* Start INPUT RECORDS *

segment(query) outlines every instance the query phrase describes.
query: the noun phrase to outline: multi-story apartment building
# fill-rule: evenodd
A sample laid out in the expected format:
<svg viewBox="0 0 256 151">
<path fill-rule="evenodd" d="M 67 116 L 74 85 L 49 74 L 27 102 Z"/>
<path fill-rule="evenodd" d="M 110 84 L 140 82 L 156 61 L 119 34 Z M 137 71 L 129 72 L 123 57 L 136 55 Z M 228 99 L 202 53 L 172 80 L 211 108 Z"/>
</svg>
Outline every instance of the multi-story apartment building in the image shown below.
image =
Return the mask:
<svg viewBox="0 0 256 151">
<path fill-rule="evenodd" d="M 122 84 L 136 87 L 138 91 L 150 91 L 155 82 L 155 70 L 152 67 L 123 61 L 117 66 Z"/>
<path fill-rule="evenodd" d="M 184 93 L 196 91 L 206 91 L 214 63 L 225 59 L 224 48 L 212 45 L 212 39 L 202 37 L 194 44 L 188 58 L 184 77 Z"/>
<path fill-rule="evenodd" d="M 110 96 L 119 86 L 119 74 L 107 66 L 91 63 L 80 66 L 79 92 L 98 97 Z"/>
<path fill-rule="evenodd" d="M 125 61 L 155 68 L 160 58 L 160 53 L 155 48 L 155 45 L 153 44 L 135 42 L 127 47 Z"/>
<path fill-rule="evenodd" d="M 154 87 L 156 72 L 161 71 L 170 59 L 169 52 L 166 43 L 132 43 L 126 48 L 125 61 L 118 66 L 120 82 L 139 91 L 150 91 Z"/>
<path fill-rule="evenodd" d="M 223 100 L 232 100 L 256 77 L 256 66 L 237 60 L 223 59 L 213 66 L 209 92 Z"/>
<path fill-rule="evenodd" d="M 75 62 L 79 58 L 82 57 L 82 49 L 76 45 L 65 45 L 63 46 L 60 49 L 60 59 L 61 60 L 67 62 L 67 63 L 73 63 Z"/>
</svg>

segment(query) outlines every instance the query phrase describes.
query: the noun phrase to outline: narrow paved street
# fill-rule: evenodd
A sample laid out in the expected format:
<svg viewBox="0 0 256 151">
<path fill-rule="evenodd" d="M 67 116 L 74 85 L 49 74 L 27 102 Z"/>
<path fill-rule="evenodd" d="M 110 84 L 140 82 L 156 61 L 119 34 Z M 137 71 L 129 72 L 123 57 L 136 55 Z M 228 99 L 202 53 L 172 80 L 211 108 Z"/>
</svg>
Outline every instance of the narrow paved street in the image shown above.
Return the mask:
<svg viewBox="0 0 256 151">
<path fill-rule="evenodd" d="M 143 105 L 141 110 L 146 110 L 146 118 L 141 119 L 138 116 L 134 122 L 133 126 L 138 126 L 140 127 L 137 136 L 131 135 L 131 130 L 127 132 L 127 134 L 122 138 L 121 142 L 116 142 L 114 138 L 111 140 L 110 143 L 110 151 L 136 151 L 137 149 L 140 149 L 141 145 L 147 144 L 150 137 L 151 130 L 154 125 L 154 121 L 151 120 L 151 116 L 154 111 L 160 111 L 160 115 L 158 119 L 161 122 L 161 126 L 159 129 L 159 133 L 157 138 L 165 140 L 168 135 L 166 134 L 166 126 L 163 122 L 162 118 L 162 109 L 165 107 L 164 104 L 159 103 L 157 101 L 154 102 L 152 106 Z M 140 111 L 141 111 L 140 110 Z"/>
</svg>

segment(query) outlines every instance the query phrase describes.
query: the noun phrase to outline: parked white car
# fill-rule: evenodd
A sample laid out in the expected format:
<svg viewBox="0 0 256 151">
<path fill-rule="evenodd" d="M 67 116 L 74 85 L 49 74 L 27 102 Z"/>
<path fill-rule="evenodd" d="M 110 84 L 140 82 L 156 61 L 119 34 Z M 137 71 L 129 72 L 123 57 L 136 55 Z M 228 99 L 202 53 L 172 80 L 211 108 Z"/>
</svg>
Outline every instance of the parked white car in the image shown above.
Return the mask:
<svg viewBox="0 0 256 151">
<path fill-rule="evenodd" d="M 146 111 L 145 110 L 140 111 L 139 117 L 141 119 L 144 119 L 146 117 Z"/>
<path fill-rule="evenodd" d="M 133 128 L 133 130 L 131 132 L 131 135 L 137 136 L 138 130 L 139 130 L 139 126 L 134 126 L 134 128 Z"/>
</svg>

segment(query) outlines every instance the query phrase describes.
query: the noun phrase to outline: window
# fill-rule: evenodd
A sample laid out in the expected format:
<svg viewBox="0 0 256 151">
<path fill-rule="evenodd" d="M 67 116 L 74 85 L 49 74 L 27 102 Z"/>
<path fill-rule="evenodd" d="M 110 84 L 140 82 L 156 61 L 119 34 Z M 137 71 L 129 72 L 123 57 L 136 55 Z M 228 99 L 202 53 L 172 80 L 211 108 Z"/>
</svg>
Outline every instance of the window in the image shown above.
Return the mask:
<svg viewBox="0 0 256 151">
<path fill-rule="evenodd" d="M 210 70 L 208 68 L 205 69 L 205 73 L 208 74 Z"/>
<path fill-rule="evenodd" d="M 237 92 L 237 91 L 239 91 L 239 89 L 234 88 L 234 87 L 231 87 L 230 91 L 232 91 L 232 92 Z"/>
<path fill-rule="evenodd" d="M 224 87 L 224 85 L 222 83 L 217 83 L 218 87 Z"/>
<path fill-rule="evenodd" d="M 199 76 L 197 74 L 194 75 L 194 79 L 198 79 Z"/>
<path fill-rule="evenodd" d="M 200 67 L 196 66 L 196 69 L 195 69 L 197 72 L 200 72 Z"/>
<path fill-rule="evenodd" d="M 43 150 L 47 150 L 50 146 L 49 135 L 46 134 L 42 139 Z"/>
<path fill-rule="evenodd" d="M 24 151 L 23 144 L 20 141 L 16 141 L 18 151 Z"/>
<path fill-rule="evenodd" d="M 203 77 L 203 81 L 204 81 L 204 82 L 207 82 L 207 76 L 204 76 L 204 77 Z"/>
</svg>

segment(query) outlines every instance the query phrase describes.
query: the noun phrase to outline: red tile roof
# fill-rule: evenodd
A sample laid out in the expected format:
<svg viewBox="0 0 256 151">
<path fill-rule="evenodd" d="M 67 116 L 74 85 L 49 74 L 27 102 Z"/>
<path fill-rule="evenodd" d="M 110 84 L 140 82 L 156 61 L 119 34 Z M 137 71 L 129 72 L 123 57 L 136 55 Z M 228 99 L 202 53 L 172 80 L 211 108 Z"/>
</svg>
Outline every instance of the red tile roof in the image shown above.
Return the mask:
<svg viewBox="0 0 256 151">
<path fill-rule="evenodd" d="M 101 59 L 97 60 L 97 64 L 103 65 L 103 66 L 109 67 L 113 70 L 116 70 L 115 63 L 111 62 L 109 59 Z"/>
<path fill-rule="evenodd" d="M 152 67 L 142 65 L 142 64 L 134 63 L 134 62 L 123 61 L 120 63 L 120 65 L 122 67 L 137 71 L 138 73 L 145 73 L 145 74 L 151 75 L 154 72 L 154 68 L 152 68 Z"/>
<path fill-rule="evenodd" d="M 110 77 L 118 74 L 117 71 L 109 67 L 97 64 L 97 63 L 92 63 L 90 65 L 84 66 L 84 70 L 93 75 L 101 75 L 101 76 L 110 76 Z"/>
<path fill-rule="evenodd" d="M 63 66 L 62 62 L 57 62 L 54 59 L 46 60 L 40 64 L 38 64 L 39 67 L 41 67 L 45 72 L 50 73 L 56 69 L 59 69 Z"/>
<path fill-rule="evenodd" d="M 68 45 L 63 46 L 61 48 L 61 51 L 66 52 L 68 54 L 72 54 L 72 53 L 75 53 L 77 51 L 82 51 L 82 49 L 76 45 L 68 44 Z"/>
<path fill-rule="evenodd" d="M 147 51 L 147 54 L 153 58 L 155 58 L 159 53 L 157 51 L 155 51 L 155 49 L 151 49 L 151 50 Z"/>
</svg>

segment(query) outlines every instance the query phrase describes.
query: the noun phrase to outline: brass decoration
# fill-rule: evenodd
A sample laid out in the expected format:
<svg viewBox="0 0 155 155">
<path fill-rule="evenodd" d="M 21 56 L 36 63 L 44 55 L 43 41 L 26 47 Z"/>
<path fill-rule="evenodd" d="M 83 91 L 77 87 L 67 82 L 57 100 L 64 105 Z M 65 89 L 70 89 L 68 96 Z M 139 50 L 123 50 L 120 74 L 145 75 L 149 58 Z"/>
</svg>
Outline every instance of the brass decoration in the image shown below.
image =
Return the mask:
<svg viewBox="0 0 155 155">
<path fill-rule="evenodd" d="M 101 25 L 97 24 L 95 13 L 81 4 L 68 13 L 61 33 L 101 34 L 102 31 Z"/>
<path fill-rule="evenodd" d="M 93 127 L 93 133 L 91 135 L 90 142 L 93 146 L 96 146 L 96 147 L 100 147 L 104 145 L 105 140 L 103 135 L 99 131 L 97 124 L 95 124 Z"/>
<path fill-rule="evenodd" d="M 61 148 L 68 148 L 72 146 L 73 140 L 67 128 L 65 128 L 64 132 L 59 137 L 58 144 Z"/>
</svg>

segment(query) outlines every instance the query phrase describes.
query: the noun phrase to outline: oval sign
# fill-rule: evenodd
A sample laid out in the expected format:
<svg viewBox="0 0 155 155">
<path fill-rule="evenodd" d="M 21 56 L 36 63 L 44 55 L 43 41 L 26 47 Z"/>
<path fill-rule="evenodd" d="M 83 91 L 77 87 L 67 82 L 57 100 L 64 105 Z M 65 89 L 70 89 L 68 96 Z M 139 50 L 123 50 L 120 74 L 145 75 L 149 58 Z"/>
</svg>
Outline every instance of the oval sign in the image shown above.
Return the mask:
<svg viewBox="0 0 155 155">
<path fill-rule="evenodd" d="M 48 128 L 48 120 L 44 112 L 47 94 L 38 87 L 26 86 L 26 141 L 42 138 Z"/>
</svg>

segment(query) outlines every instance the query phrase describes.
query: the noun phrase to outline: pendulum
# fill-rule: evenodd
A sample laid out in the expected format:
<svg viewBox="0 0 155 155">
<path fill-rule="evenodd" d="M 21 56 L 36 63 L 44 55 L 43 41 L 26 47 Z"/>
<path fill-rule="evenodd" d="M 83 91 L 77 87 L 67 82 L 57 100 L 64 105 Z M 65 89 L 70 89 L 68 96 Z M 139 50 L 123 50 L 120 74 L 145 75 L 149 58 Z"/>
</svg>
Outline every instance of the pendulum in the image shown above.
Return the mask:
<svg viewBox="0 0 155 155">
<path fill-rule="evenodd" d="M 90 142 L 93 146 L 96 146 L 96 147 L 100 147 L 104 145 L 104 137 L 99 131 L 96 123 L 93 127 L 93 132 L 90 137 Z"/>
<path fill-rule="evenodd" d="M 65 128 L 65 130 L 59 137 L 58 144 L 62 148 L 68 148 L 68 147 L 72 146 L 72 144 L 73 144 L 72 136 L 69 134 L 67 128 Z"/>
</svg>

* End INPUT RECORDS *

• WHAT YOU SHOULD DO
Transcribe the entries without any change, beginning with the first line and stopping after the line that contains "154 87 L 156".

• THE COMPLETED TASK
segment(query) outlines every instance the query phrase describes.
query: the noun phrase to outline: multi-story apartment building
# fill-rule: evenodd
A sample laid out in the expected format:
<svg viewBox="0 0 256 151">
<path fill-rule="evenodd" d="M 67 116 L 74 85 L 49 74 L 27 102 Z"/>
<path fill-rule="evenodd" d="M 110 84 L 140 82 L 156 61 L 119 34 Z M 137 71 L 129 72 L 123 57 L 136 55 Z M 228 99 L 202 53 L 172 80 L 211 108 Z"/>
</svg>
Outline every instance of the multi-story apartment building in the image shown below.
image =
Return the mask:
<svg viewBox="0 0 256 151">
<path fill-rule="evenodd" d="M 122 84 L 136 87 L 138 91 L 150 91 L 155 82 L 155 70 L 152 67 L 123 61 L 117 66 Z"/>
<path fill-rule="evenodd" d="M 184 93 L 196 91 L 206 91 L 214 63 L 225 59 L 224 48 L 212 45 L 212 39 L 202 37 L 194 44 L 188 58 L 184 77 Z"/>
<path fill-rule="evenodd" d="M 110 96 L 119 86 L 119 74 L 107 66 L 91 63 L 80 66 L 79 92 L 98 97 Z"/>
<path fill-rule="evenodd" d="M 125 61 L 155 68 L 160 58 L 160 53 L 155 48 L 155 45 L 153 44 L 135 42 L 127 47 Z"/>
<path fill-rule="evenodd" d="M 154 87 L 156 72 L 161 71 L 170 59 L 169 52 L 166 43 L 132 43 L 126 48 L 125 61 L 118 66 L 120 82 L 139 91 L 150 91 Z"/>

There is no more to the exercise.